** start Document excerpt **

The sampling strategy is based on two different approaches. (1) The first strategy is keeping BELUGA at a constant altitude for a time period of typically 10–15 min. In this case, the data provide a statistical basis for turbulent flux estimates or to characterize the time evolution of the radiative cloud properties. (2) A continuous ascent or descent through the ABL yields a vertical profile to study the vertical distribution of ABL parameters.

Measurements close to the surface are used for a comparison to the 10 m high meteorological mast. Figure 3 shows an exemplary height record for one complete flight, which includes all elements of the measurement strategy. After an hour-long measurement period near the surface, a continuous ascent is performed. This provides an overview of the boundary layer using the online measurements of the meteorology instrument package and is the basis for the measurements of the second part of the flight: levels for continuous measurements at fixed altitudes were defined around the temperature inversion and inside the cloud layer.

Figure 3 Measurement strategy illustrated by the balloon altitude time series of 5 June 2017. The two approaches are (1) constant altitude segments and (2) a continuous vertical profile. The shaded area illustrates the vertical extent of the cloud layer, which is determined from Cloudnet data (Griesche et al., 2019).

3 Instrument packages

3.1 Ultrasonic anemometer package (UP)

** end Document excerpt **
** start Data shown **

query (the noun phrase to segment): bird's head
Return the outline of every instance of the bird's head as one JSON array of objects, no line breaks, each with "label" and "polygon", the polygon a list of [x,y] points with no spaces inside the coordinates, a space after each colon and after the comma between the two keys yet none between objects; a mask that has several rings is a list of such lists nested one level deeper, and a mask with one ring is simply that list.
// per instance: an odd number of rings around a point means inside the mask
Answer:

** end Data shown **

* [Instructions]:
(A) From the balloon sampling excerpt, extract the part that opens with the words containing "Figure 3 Measurement strategy" and closes with "anemometer package (UP)".
(B) List every distinct abbreviation written entirely in capital letters that appears in the balloon sampling excerpt.

* [Per-task outputs]:
(A)
Figure 3 Measurement strategy illustrated by the balloon altitude time series of 5 June 2017. The two approaches are (1) constant altitude segments and (2) a continuous vertical profile. The shaded area illustrates the vertical extent of the cloud layer, which is determined from Cloudnet data (Griesche et al., 2019).

3 Instrument packages

3.1 Ultrasonic anemometer package (UP)

(B) BELUGA, ABL, UP